■ 任务要求 ■
把下面所有条目中的文字逐行原样照录，图片不要放进答复。

■ 所给条目 ■
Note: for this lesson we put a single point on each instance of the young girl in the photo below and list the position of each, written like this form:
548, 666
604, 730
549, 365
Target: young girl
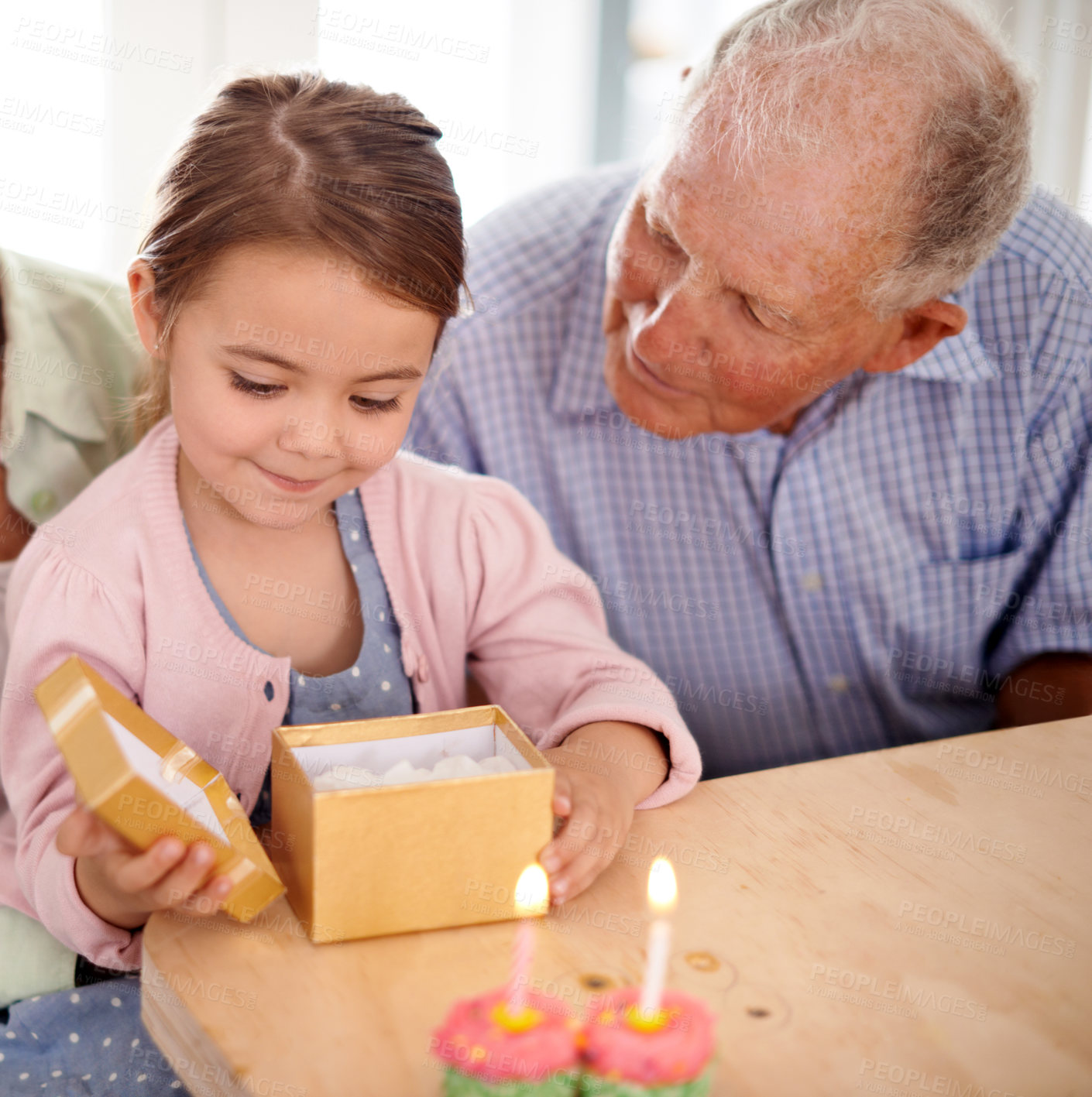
266, 557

■ 任务答复 ■
Note: for this lesson we put a single point on each instance of the young girl in the photo below and list the position of each, written like this form:
548, 666
604, 730
549, 365
Target: young girl
266, 557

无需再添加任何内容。